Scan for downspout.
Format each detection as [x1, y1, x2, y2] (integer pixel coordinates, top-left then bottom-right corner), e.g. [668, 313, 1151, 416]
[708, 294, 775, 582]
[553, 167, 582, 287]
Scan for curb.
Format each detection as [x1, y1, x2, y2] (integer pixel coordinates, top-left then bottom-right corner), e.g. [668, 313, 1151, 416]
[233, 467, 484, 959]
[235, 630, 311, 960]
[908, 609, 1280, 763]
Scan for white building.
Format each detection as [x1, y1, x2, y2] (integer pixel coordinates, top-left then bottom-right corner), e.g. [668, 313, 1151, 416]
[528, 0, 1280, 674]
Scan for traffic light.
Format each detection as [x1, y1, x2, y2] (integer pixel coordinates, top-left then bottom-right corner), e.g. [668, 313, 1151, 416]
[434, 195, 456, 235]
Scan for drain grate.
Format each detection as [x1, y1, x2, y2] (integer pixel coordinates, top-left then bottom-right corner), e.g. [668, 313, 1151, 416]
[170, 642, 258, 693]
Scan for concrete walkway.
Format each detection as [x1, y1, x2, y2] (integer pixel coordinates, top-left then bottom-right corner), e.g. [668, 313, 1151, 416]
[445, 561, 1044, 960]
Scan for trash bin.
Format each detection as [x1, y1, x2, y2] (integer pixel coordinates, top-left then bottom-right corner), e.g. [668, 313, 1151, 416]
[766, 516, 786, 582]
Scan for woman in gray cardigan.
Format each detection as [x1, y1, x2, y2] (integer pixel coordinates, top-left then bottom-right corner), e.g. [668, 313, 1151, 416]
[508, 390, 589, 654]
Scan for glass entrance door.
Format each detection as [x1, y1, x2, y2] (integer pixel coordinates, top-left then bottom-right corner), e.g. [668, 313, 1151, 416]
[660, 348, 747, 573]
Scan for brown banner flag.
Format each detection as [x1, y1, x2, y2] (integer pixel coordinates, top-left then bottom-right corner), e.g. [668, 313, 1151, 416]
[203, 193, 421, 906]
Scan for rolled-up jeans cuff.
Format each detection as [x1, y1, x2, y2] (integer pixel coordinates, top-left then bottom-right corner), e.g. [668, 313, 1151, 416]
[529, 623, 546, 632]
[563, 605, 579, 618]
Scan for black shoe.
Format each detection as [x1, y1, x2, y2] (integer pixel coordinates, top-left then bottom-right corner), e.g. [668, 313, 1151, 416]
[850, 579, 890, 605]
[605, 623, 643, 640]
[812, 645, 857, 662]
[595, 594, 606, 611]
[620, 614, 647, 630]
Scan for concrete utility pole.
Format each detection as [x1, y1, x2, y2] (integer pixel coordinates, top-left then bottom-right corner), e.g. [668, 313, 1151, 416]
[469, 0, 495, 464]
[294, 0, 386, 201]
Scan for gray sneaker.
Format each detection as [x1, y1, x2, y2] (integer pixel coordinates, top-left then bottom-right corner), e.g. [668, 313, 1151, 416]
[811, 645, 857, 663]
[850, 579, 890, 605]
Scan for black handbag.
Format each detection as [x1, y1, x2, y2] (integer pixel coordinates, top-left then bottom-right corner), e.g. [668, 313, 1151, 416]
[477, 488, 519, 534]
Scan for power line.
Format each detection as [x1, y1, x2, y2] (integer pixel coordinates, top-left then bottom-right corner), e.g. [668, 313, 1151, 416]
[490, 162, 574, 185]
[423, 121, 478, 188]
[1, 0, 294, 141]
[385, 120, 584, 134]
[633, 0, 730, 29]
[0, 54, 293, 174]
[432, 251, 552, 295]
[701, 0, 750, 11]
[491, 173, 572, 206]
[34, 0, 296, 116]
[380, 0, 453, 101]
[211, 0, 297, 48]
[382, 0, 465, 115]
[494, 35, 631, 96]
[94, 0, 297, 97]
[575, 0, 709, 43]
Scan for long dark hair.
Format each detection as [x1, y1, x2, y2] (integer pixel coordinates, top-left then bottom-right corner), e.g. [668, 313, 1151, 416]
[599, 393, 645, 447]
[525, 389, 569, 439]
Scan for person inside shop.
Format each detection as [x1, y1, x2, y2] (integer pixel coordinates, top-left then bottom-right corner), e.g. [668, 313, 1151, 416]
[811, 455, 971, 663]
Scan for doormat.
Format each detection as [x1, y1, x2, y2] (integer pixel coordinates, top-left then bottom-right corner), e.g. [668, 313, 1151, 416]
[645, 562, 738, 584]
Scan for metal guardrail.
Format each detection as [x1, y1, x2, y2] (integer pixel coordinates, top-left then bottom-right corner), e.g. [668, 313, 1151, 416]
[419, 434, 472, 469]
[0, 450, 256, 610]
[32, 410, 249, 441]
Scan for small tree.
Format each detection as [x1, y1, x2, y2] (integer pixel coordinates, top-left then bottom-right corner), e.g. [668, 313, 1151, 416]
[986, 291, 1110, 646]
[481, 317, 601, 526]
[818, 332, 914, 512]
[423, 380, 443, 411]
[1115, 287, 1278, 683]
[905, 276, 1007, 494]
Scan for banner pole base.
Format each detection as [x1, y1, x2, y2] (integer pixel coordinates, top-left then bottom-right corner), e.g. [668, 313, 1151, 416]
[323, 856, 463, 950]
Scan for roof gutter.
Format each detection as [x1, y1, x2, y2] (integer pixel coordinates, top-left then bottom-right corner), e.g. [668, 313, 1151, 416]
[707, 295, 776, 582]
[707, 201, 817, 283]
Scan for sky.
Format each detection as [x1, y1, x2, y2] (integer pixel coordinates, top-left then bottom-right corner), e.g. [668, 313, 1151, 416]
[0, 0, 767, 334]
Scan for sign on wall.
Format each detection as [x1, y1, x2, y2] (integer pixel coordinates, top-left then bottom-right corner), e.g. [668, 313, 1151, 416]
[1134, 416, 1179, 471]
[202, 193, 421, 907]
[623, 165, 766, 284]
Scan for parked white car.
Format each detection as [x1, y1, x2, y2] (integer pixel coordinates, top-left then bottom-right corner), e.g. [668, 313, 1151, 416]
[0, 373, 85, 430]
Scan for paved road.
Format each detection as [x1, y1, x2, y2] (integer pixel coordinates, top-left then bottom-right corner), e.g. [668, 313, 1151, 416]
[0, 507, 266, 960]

◇ ◇ ◇ ◇

Directions :: List every line above that contains the word "white".

Solution below ::
Scan for white building.
Scan for parked white car.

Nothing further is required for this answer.